Nonna Marena, che è russa ma vive da lungo tempo in Ucraina, Masha, di 6 anni e Veronika, di 9, sono scappate venerdì notte grazie a un passaggio in auto che le ha portate a 10 km dalla frontiera con la Polonia. Poi hanno proseguito a piedi. «Venerdì notte sono state all’addiaccio», racconta Maria, «e faceva freddissimo. Le bimbe erano molto spaventate e avevano urgenza di un bagno. Poi hanno camminato altri 5 km e sono finite in un centro di prima accoglienza dove hanno potuto mangiare, e riposarsi su un letto». Infine domenica Maria, dall’Italia, è riuscita a fare tre biglietti on line per un volo Cracovia-Napoli. Anche i genitori di Masha e Veronika vivono a Napoli, dove lavorano come badanti. Il papà delle bimbe è uno dei quattro figli di Maria. Pure la sorella vive a Napoli, domestica, mentre gli altri due fratelli sono in Ucraina.

| DATI FORNITI |
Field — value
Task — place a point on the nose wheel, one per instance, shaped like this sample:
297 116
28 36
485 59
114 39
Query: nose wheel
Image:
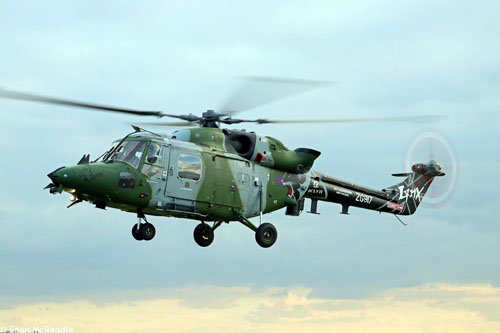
266 235
143 231
203 235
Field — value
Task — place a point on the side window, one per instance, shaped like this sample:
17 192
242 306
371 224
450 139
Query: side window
154 155
189 167
127 180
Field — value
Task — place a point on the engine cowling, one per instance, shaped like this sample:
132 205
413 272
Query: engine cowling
269 151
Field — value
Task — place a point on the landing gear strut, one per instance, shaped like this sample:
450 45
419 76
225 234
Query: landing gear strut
143 231
204 234
265 234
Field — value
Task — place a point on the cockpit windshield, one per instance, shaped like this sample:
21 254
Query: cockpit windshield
129 152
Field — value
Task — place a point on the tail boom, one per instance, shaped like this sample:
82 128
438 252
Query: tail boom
401 199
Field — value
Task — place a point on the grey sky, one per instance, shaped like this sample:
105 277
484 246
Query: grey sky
387 58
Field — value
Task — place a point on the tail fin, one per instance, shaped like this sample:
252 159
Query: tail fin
409 193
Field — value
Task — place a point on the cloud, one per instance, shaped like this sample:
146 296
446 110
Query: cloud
429 308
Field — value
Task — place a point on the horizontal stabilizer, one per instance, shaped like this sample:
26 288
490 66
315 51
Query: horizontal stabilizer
402 174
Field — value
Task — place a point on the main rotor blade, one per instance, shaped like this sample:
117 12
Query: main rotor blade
179 124
257 91
58 101
423 118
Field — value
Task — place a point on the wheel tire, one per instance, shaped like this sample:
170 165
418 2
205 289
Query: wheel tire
203 235
266 235
137 233
147 231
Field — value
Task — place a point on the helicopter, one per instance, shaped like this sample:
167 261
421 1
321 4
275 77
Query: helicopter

| IL TUO OBIETTIVO |
Trascrivi dal brano la parte che si apre con le parole contenenti "Nonna Marena, che" e si chiude con "sono in Ucraina.".

| RISPOSTA FINALE |
Nonna Marena, che è russa ma vive da lungo tempo in Ucraina, Masha, di 6 anni e Veronika, di 9, sono scappate venerdì notte grazie a un passaggio in auto che le ha portate a 10 km dalla frontiera con la Polonia. Poi hanno proseguito a piedi. «Venerdì notte sono state all’addiaccio», racconta Maria, «e faceva freddissimo. Le bimbe erano molto spaventate e avevano urgenza di un bagno. Poi hanno camminato altri 5 km e sono finite in un centro di prima accoglienza dove hanno potuto mangiare, e riposarsi su un letto». Infine domenica Maria, dall’Italia, è riuscita a fare tre biglietti on line per un volo Cracovia-Napoli. Anche i genitori di Masha e Veronika vivono a Napoli, dove lavorano come badanti. Il papà delle bimbe è uno dei quattro figli di Maria. Pure la sorella vive a Napoli, domestica, mentre gli altri due fratelli sono in Ucraina.